As a green transportation way with low energy loss and low pollution, railway transportation has been developed rapidly in China, which makes its transportation density and unit-power at the forefront of the world. However, with comparatively slow development of China grid, it faces great challenge to electrified railway on power quality improvement. Currently, the negative-sequence current and wide-band frequency harmonic are coming as the main problems in power supply with the increasing of AC-DC-AC locomotives, which frequently leading to the damage of RC and circuit resonance, especially in the situation of two kinds of locomotive being mixed run. It not only threatens locomotives safe operating, but also influences the production and life of people who sharing the same grid. As there are a large number of AC-DC locomotives, the phenomenon of mixed-running will exist for a long time, as well as the problem of power quality. That's why it has been a hotspot for many scholars in this field to research on. It mainly depends on the combination mode of railway static power conditioner (RPC, which is comprised by converter based on back to back parallel H-Bridge and step-up transformer) and Static Var Compensator (SVC). However multi winding transformer has the shortages of high loss and big volume, meanwhile with the current capacity limit of single switching device, it is hard to realize a large capacity power regulation and harmonic suppression. Therefore, based on the summary of current technologies, it analyzed the harmonic characteristic of two kinds of locomotive mixed run, and researched the operation principles and control techniques of the modular multi-level railway static power conditioner (MRPC).The main innovative results are listed as follows.
(1) A new MRPC topology is proposed, which can realize the direct application of low voltage devices in high voltage system by adopting half-bridge cascaded technology, and the problems which brought by transformers such as time delay, phase shift, room occupation and cost can be resolved. Furthermore, because the energy transmission of MRPC is realized through high voltage DC bus, and its DC current is low and the energy of bi-directional transmission is almost unrestricted, the difficult problems of heat dissipation and low-inductance design caused by high DC current in traditional RPC are avoided. In addition, equivalent high frequency is obtained with the cascaded design of multiple converters, and utilization of low frequency device which is beneficial to realize compensation for harmonic and reactive power. Then the operating principles of two bridge-arm, three bridge-arm and four bridge-arm MRPC topologies are analyzed, and their advantages and disadvantages, applicable fields are comparatively studied in detail.

> _The task_:
Answer these questions about the passage on railway power conditioners, marking each answer with the same letter.
(a) Which two problems does the passage name as the main problems in power supply as AC-DC-AC locomotives increase?
(b) What technology does the proposed MRPC topology adopt so that low voltage devices can be applied directly in a high voltage system?
(c) Which three MRPC topologies have their operating principles analyzed?

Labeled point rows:
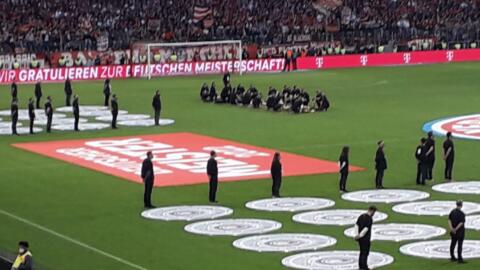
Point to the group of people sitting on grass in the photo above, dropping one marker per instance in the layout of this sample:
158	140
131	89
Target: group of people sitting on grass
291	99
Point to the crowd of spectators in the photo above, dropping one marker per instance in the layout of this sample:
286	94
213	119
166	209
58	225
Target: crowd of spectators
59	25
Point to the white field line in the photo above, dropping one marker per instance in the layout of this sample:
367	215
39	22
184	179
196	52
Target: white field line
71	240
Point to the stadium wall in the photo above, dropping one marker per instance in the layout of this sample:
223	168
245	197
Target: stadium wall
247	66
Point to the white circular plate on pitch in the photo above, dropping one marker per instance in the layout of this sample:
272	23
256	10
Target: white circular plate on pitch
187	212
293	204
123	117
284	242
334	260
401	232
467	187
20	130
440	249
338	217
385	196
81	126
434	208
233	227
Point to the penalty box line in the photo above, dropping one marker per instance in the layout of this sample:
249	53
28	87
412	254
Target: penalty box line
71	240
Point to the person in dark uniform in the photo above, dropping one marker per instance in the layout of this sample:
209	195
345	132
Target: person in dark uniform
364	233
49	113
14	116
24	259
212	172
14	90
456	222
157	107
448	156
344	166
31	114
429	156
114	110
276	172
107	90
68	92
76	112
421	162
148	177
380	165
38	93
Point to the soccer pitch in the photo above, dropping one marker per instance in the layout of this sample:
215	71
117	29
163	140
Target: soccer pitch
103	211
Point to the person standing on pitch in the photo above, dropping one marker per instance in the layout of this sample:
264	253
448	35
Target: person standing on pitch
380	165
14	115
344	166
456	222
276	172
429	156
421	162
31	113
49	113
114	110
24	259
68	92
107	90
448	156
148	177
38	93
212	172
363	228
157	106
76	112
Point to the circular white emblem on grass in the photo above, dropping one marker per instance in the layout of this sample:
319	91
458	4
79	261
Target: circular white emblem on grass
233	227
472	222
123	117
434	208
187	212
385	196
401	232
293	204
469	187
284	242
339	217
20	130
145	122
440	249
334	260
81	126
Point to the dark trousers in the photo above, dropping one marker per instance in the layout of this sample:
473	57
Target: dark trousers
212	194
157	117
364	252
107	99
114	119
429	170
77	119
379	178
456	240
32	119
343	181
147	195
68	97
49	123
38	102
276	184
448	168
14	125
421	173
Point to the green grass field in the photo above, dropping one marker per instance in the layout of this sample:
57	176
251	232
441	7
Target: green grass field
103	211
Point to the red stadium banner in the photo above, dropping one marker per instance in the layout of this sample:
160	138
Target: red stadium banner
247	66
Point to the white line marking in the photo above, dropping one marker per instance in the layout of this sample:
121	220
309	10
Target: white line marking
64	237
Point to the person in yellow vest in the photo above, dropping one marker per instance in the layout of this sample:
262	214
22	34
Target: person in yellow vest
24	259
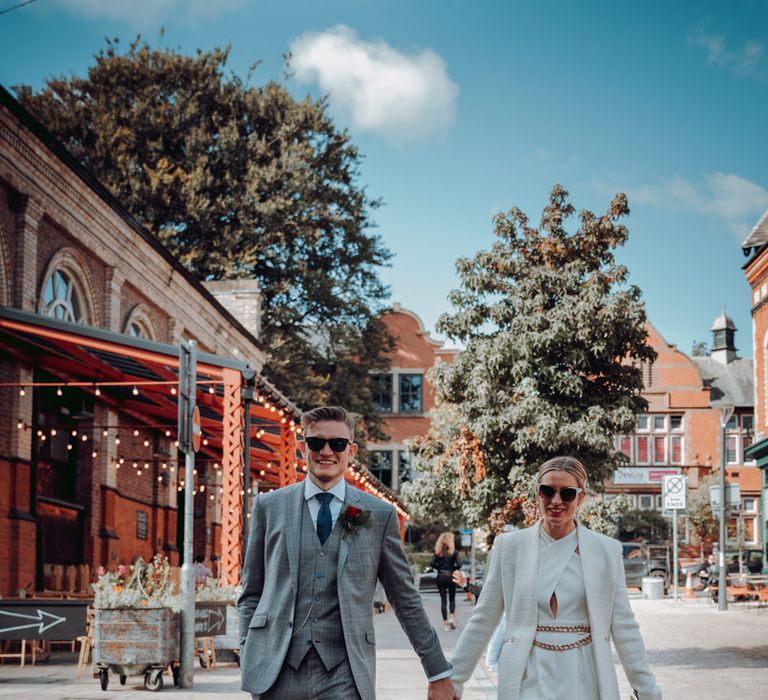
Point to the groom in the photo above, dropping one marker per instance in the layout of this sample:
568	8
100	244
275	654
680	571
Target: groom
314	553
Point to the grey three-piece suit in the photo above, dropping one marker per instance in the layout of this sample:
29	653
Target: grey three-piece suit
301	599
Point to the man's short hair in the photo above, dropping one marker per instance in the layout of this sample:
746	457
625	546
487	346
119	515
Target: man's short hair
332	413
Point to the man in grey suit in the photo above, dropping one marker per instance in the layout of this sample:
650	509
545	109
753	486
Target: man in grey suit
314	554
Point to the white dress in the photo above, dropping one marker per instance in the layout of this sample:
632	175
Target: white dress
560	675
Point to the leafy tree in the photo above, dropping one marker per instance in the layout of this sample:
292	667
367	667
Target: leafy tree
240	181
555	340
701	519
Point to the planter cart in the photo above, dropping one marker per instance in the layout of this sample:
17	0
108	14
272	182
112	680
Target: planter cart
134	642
...
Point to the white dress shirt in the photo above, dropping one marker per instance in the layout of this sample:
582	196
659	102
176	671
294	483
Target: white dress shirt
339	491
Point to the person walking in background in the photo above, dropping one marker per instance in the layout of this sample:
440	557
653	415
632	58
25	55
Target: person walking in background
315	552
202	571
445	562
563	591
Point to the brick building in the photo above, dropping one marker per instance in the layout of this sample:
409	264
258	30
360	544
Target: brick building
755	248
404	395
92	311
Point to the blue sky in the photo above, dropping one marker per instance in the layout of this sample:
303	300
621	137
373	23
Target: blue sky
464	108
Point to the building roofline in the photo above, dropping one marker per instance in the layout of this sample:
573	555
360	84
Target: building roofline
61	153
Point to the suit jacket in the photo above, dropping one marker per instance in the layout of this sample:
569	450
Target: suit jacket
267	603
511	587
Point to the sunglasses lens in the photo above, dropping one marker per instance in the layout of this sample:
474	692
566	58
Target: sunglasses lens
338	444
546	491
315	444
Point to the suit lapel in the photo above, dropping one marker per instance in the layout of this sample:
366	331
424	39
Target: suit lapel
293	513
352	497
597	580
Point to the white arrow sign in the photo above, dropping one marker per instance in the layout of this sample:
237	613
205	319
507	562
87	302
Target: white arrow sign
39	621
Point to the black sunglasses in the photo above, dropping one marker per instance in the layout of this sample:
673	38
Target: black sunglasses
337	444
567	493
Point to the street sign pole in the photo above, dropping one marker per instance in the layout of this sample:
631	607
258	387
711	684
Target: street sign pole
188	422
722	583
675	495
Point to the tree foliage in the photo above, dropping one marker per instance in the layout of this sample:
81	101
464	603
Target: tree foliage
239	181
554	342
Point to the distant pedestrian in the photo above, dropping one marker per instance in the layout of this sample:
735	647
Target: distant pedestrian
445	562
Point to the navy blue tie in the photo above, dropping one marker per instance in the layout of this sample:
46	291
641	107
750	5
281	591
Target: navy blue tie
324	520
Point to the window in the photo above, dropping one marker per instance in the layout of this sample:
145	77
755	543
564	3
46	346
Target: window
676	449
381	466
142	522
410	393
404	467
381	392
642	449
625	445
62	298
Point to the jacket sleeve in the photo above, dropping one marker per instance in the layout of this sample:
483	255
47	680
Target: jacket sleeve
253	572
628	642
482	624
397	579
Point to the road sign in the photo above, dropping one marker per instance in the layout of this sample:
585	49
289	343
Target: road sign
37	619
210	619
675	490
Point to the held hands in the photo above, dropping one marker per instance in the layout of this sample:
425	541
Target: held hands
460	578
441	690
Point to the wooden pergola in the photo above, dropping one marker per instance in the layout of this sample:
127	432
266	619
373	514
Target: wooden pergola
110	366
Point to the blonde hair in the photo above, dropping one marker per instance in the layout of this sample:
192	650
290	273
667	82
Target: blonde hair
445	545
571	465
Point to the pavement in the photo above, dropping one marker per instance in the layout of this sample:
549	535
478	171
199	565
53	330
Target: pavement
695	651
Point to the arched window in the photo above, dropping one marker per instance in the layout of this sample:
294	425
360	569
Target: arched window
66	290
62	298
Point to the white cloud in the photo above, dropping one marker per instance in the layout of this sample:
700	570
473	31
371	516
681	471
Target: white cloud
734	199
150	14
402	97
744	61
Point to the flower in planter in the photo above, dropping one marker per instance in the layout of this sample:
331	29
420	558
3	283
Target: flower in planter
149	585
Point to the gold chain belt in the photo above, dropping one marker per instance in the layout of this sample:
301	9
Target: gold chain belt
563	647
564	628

> _Worked answer_:
(a) Negative-sequence current and wide-band frequency harmonic.
(b) Half-bridge cascaded technology.
(c) The two bridge-arm, three bridge-arm and four bridge-arm MRPC topologies.